* _Parts of the exercise_
a) Return a passage from the interview about the film's ending word for word. Begin at the words "Sophie Lorain: That" and stop after the words "credit. It worked.".
b) Answer these questions using the interview about the film's ending:
(i) In what visual format was the film shot?
(ii) To whom did the speaker first show the Bollywood Christmas video?
(iii) How many endings were shot?
c) Continue the interview about the film's ending from the point where it stops.

* _Given text_
-- start --

Sophie Lorain: That was the point. That wasn’t written in the movie. There was no Bollywood Christmas dance. The original ending of the movie was more classical. I knew it worked on paper. I’d read it and it works because Catherine Leger is a good writer and she doesn’t do stupid stuff. She didn’t want to go and do something overly romantic or Cinderella-like. She had an ending that was quite plausible. I have to give it credit. It worked.

But once we started shooting the film I was questioning this ending, not because of what it said, but because of what it looked like visually. I thought because the film was in black and white and the dialogue was fun and the girls were so full of life and this storyline, which isn’t the biggest storyline ever, but it’s cute, it’s refreshing, it’s intelligent. I said to Catherine, “You know, we’re going to get to the end and we’re going to expect a little something. Otherwise it’ll be a little been there, done that.” She said, “Yeah, fine. Do whatever you want to do” because we know each other and she trusts me.

You know that scene in the store when the guys are practicing on the video screen, on the dance game? There were several videos and I knew I had to show them (doing the dances) so I pick which songs so they could have time to practice. As I was doing that I started watching a lot of videos that my producers had bought, that we had the rights to, and that’s when I saw this Bollywood Christmas thing. I said, “How stupid could this be?” (laughs)

I showed it to my director of photography and we said to each other “Why don’t we do something with that at the end?” That was exactly what I was aiming at. We shot both endings. I said if we block the ending as it is written and it doesn’t work we won’t shoot it. We’ll change right away. So I sent the video to the kids and I said, “Guys, watch this. Learn the moves. We might do this at the end.” They just went, “Are you crazy?” I said, “No, no. We’ll give it a try.”

-- end --

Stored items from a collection
-- start --

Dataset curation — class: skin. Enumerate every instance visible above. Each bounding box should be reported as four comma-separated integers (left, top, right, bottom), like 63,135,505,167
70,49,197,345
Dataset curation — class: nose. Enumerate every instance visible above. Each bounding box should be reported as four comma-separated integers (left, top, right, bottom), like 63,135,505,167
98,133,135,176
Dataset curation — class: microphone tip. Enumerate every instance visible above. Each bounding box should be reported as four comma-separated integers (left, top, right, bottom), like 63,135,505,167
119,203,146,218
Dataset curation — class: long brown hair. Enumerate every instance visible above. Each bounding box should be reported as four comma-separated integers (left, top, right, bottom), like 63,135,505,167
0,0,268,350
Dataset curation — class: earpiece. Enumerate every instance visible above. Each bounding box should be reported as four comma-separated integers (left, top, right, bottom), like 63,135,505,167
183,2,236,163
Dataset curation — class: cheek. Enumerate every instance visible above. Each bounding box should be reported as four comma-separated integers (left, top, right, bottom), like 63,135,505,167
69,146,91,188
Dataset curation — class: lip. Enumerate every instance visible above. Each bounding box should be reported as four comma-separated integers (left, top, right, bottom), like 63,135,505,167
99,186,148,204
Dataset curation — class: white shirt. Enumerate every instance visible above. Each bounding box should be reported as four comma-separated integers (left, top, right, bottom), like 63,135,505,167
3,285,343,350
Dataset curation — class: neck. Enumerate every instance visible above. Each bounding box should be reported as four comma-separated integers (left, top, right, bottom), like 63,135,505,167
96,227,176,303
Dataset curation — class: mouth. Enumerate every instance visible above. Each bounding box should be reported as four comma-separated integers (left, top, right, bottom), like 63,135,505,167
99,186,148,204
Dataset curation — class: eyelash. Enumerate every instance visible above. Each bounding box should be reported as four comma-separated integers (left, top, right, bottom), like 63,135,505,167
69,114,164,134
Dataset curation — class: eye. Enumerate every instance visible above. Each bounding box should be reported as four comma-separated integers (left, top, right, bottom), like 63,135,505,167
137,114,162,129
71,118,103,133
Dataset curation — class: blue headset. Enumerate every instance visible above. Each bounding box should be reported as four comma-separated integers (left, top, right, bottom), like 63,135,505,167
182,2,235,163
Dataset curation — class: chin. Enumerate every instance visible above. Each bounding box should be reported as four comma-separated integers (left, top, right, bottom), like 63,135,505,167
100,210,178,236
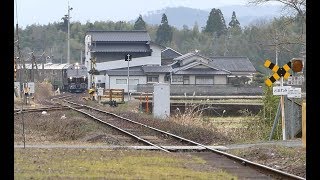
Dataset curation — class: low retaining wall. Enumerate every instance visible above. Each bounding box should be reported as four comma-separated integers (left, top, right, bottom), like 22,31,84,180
137,84,263,96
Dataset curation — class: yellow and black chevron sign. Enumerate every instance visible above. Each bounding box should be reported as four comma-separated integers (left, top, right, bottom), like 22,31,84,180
264,59,291,86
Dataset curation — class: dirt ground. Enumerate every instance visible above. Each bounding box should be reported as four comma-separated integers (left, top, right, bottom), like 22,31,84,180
14,93,306,178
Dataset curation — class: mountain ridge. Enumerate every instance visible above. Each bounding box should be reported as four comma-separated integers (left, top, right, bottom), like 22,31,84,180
130,5,282,29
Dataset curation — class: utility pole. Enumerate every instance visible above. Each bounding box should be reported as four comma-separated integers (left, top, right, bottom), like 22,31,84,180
275,30,287,140
67,1,73,64
15,1,27,149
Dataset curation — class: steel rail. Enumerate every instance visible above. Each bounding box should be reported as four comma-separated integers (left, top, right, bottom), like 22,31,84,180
53,100,170,152
64,100,305,179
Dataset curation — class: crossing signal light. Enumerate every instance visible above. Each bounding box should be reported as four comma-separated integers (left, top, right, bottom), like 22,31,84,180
264,59,291,86
291,59,303,72
14,62,17,81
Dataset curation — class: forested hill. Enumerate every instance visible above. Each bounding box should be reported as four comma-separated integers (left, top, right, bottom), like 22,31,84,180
14,4,306,73
139,5,281,29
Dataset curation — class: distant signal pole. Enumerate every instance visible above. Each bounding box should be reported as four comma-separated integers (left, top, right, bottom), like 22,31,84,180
66,1,73,64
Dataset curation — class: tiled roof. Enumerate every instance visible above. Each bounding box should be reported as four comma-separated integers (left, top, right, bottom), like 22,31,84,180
105,66,145,76
86,31,151,42
92,43,151,52
173,53,194,61
18,63,70,69
174,69,230,75
142,65,172,73
209,56,256,72
173,52,209,61
161,47,182,59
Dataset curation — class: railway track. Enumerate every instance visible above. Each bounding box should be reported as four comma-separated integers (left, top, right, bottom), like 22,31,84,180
48,97,305,179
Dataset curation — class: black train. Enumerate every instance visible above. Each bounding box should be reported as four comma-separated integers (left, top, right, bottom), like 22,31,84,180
16,63,88,93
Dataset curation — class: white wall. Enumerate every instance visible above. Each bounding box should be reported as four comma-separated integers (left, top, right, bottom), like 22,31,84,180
213,75,227,84
159,74,165,83
106,76,147,92
153,83,170,119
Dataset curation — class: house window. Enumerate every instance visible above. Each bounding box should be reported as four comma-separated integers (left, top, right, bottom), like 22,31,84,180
183,76,190,84
196,76,213,84
147,76,159,83
172,76,183,82
116,79,127,84
129,79,139,90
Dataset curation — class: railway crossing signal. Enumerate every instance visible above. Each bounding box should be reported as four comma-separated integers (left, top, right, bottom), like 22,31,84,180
14,61,17,81
124,54,132,61
264,59,291,86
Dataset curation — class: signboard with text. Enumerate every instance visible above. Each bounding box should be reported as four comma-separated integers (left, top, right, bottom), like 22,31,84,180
273,86,291,96
287,87,301,98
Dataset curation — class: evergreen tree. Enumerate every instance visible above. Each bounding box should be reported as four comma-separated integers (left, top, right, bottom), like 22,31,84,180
229,11,241,28
133,14,146,30
204,8,227,37
155,14,173,45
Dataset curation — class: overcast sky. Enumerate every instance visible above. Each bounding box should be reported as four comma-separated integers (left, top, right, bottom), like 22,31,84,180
14,0,280,28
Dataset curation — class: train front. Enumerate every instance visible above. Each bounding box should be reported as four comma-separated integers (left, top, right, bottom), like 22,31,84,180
67,63,88,93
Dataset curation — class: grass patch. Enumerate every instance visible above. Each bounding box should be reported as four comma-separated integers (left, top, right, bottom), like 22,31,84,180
14,149,237,179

-- end --

* _Answers for the tasks_
a)
Sophie Lorain: That was the point. That wasn’t written in the movie. There was no Bollywood Christmas dance. The original ending of the movie was more classical. I knew it worked on paper. I’d read it and it works because Catherine Leger is a good writer and she doesn’t do stupid stuff. She didn’t want to go and do something overly romantic or Cinderella-like. She had an ending that was quite plausible. I have to give it credit. It worked.

b)
(i) Black and white.
(ii) The director of photography.
(iii) Two; both endings were shot.

c)
So the day came and we started blocking the ending as it is in the script and I said, “Fuck it. This isn’t working.” I stopped everything and plugged in the video of the Bollywood Christmas and that’s how it ended up in the movie.

It’s an interesting choice. Slumdog Millionaire did the same thing to a similar effect…

Sophie Lorain: But there it belongs. It doesn’t belong in my movie at all! (laughs)

But what I love about it is it hands off to the credits almost like a play. The story’s over, here’s your cast of characters.

Sophie Lorain: Also, it’s not a real Bollywood dance. It’s Bollywood Christmas in a house in a suburb…

Rose Adam: With a bunch of teenagers who don’t know how to dance at all!

Sophie Lorain: It resembles them. It resembles the story line, too. It’s a mix-up of different kinds of things and that’s what it’s all about.

It came across as very natural and authentic, which the whole movie does. Thank you guys so much for taking the time to talk to me. I appreciate it.

Sophie Lorain: Thank you very much.

***

Slut In A Good Way will be released by Comedy Dynamics on March 29, 2019.